The following judicious remarks are added by the person who assisted Daniels in publishing his case, and they seem to confirm the man's declaration of his innocence beyond the possibility of doubt.

The window of Daniels's room has two casements folding against each other, with garden-pots before them. One of these casements only used to be opened, the other being in general kept shut. These casements were each about sixteen or seventeen inches wide, and the window was about a yard and a quarter high. When this accident happened one casement was open, the other shut, as usual; consequently the opening then through the window was about sixteen or seventeen inches wide, and a yard and a quarter high. Through this space a man was to thrust a woman, nearly as strong as himself! If such a thing had been attempted, the following consequences must be incontestably allowed to ensue:

I. The woman would resist the attempt.

II. When persons struggle to avoid imminent danger, and are driven to despair, they are capable of a surprising degree of exertion, beyond their ordinary abilities.

+-------+

Problems to work on:
1: Do these statements agree with the passage above about Daniels's window? For each, answer yes or no and quote the words that decide it.
(a) Both casements were open when the accident happened.
(b) The window was about a yard and a quarter high.
(c) Garden-pots stood in front of the casements.
2: What dimensions does the passage above about Daniels's window give? List each one with the thing it measures.

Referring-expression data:
+-------+

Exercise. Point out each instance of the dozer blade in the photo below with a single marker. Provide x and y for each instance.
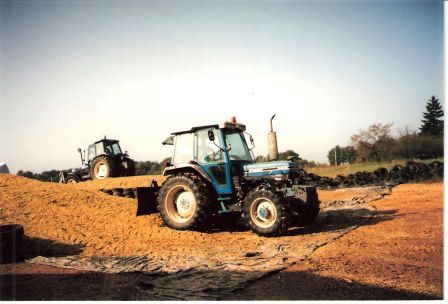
(147, 199)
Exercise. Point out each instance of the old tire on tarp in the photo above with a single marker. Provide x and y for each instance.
(117, 192)
(11, 244)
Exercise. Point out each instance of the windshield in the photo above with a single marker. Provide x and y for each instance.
(238, 146)
(112, 148)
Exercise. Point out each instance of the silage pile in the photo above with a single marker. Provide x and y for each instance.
(77, 225)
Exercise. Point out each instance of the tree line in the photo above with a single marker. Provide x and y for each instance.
(377, 144)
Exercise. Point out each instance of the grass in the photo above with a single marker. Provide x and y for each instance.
(333, 171)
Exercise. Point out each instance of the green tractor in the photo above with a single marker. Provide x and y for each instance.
(104, 159)
(212, 172)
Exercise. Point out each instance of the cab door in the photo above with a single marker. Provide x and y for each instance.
(213, 160)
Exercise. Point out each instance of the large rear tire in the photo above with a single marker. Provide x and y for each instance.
(130, 167)
(266, 212)
(184, 202)
(103, 167)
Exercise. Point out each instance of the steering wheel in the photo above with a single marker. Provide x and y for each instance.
(213, 156)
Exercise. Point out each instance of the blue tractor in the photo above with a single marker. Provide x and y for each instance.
(212, 172)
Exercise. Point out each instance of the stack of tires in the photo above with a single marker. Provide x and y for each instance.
(398, 174)
(11, 244)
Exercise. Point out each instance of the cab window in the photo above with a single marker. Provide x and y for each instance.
(207, 151)
(92, 152)
(183, 151)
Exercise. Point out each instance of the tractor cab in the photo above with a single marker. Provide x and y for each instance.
(222, 155)
(217, 152)
(109, 147)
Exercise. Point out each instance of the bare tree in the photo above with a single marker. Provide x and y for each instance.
(375, 143)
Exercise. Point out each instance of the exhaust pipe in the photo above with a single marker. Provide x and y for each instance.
(272, 143)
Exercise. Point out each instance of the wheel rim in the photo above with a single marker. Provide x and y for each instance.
(263, 212)
(101, 170)
(180, 204)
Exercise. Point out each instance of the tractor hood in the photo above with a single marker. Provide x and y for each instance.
(279, 170)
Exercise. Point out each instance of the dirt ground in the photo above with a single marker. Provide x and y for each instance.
(396, 252)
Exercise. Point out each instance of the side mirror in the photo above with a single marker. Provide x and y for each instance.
(211, 135)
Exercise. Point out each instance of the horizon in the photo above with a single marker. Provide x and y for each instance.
(72, 72)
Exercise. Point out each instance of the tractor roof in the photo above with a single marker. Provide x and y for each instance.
(225, 125)
(106, 139)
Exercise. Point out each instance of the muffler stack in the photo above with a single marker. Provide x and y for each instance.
(272, 143)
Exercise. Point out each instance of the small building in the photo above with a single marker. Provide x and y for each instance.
(4, 168)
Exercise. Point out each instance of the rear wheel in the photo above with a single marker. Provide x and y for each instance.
(266, 212)
(184, 202)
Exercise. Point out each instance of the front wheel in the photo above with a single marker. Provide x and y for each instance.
(184, 202)
(266, 212)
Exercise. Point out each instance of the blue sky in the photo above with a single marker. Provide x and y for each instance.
(74, 71)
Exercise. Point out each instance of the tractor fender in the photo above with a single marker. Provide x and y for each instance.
(187, 167)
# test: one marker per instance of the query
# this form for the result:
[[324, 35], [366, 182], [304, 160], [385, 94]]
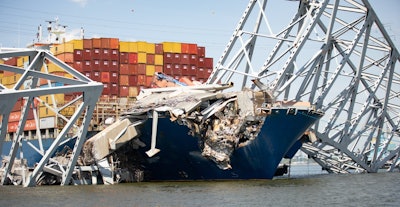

+-------+

Answers by item number:
1:
(a) No: "When this accident happened one casement was open, the other shut, as usual"
(b) Yes: "the window was about a yard and a quarter high"
(c) Yes: "with garden-pots before them"

2:
- Each casement: about sixteen or seventeen inches wide
- The window: about a yard and a quarter high
- The opening through the window: about sixteen or seventeen inches wide
- The opening through the window: a yard and a quarter high